▶ **Work request**: Go through the entries and set each one down exactly.

━━━━━ Input material ━━━━━

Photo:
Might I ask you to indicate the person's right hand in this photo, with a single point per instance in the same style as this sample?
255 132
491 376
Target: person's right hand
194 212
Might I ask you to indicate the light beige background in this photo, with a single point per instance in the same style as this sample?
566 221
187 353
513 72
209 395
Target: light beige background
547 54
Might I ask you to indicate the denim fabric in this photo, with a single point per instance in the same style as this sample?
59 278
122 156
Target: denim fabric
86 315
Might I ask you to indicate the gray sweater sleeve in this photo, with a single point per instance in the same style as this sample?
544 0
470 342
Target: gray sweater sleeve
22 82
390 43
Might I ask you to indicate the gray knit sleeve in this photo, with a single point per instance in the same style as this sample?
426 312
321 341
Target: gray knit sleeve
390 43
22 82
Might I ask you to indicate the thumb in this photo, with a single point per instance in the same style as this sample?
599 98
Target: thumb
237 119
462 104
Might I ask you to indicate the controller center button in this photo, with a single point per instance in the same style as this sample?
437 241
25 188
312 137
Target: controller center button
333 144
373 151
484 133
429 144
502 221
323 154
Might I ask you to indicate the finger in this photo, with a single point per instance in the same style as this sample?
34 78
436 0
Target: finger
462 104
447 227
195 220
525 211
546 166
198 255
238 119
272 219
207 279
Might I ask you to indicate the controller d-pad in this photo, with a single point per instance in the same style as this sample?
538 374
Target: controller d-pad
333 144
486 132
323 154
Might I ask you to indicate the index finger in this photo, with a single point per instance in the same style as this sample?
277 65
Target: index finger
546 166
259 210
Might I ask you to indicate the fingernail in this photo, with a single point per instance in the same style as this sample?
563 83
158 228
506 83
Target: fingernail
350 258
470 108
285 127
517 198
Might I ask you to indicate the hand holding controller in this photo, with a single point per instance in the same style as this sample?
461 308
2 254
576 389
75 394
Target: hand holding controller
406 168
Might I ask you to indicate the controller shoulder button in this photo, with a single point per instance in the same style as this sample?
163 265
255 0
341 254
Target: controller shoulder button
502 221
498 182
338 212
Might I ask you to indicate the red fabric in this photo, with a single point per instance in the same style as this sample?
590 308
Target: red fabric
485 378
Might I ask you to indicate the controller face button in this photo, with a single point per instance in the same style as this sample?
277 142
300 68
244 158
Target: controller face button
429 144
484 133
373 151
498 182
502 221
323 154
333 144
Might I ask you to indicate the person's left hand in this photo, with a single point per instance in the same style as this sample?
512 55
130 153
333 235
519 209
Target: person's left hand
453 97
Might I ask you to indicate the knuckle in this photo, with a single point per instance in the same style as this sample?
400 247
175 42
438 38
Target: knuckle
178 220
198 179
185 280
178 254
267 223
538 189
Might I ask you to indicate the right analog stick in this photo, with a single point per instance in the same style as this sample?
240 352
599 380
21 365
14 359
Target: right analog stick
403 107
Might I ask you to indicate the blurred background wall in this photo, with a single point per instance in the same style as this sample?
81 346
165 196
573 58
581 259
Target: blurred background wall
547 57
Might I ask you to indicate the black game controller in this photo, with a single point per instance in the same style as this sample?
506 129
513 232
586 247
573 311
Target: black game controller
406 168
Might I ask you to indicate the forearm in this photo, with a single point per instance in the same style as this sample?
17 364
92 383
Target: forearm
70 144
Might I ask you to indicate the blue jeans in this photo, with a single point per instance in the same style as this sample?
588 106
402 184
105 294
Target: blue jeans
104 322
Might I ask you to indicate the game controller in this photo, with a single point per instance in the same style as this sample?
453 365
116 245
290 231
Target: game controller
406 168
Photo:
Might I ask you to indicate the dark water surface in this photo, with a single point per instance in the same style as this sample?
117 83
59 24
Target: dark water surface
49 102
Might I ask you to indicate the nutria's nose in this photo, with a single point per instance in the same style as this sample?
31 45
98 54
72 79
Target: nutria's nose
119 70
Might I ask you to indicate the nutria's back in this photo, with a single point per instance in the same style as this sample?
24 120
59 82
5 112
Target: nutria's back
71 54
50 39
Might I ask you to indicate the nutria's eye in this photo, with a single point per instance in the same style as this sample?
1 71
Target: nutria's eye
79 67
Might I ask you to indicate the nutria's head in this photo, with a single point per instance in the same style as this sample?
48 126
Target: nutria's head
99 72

━━━━━

▶ **Reply to the exercise**:
Photo:
Might I ask you to indicate the person's right hand in this photo, with a single point per instance in the same style as this sample?
255 132
491 376
Target: person's right hand
194 212
Might I ask you to indicate the light beige background in this photo, with a single point per instance in the same style as this sample?
566 221
187 353
513 72
209 395
Target: light beige background
547 54
Might I ask you to indicate the denim fabric in this photo, with a single point per instance in the same style as this sample?
59 278
122 156
Target: denim fabric
86 315
Might I ask you to indicate the gray sweater sleeve in this photo, with a single point per instance in the same style as this sample?
544 0
470 342
Target: gray sweater sleeve
22 82
390 43
Might I ask you to indicate the gray knit sleeve in this photo, with a single point per instance in the same style as this sample?
426 312
321 341
Target: gray knit sleeve
390 43
22 82
Might I ask you to indicate the thumb in this photo, with a single point per instance in the same style as this sample?
599 98
Target: thumb
237 119
462 104
Might I ask you to indicate the controller center button in this photo, with a single point per instance in the same style as this sample?
437 241
25 188
312 137
Target: controller center button
333 144
373 151
484 133
429 144
502 221
323 154
Might I ask you to indicate the finger in this photo, with a single point per instance in the same style as this sample?
34 78
436 0
Target: finger
462 104
447 227
195 220
525 211
546 166
198 255
238 119
272 219
207 279
Might I ask you to indicate the controller d-pad in this photo, with a single point per instance in the same style as this sample?
538 374
Target: controller d-pad
333 144
486 132
323 154
Might I ask you to indicate the index finger in this photo, with a single point per instance in the same style as this sample?
277 65
Target: index finger
546 166
259 210
Might I ask you to indicate the fingernail in this photo, with a single point per instance in the same style as this sample?
563 83
158 228
506 83
Target: fingernail
350 258
470 108
285 127
517 198
Might I ask you to indicate the hand holding controller in this photo, with a single point per instance in the same style as this sample?
461 308
2 254
576 389
75 394
Target: hand holding controller
406 168
Might I ask you to indicate the controller shoulder button in this photo, with a single point per instance in the same style as this sample?
163 265
255 0
341 254
Target: controller shoulder button
502 221
498 182
338 212
Might I ask you to indicate the red fabric in this photo, with a single point per instance in the same style as this sample?
590 308
Target: red fabric
485 378
Might I ask you to indicate the controller face button in this photo, with a single point per instance in the same style as this sample?
277 142
300 68
244 158
Target: controller face button
429 144
484 133
373 151
498 182
502 221
323 154
333 144
Might I ask you to indicate the person's left hand in this photo, with a single point per instance in the same style as this sample?
512 55
130 153
333 235
519 209
Target: person's left hand
453 97
Might I ask you to indicate the knuckle in this photo, with a single point per instance in the same style as this sample?
400 247
175 42
438 38
Target: knuckle
178 220
198 179
185 280
178 254
267 223
538 189
Might I ask you to indicate the right analog stick in this photo, with a single point per instance in the same style as this sample?
240 352
599 380
21 365
14 359
Target: right analog stick
403 107
Might I ask you to indicate the blurred background wall in this photo, with a single point per instance in the same style as this sample?
81 346
165 196
573 58
581 259
Target: blurred background wall
547 57
Might I ask you to indicate the black game controller in this photo, with a single point per instance in the same style as this sample?
506 129
513 232
586 247
573 311
Target: black game controller
406 168
Might I ask you to indicate the forearm in this photo, with a single point per instance in the same style as this sample?
17 364
92 383
Target: forearm
70 144
Might I ask you to indicate the blue jeans in this photo, with a single point per instance in the same style as this sample?
588 106
402 184
105 294
Target: blue jeans
104 322
Might I ask you to indicate the game controller in this photo, with a single point per instance in the same style as this sample?
453 365
116 245
290 231
Target: game controller
406 168
Photo:
Might I ask you to indicate the dark water surface in this photo, with a single point per instance in the same style as this sample?
117 83
59 24
Target: dark water surface
49 102
Might I ask you to indicate the nutria's nose in this photo, with a single point per instance in the same style as this sample?
31 45
98 54
72 79
Target: nutria's nose
119 70
Might I ask you to indicate the nutria's back in this photo, with a single point per instance in the same style as this sample?
24 120
59 82
5 112
Target: nutria's back
71 54
50 39
Might I ask you to indicate the nutria's eye in this photo, with a single point per instance in the same style as this sample?
1 71
Target: nutria's eye
79 67
Might I ask you to indicate the nutria's head in this photo, with a single point per instance in the same style as this sample?
48 126
Target: nutria's head
99 72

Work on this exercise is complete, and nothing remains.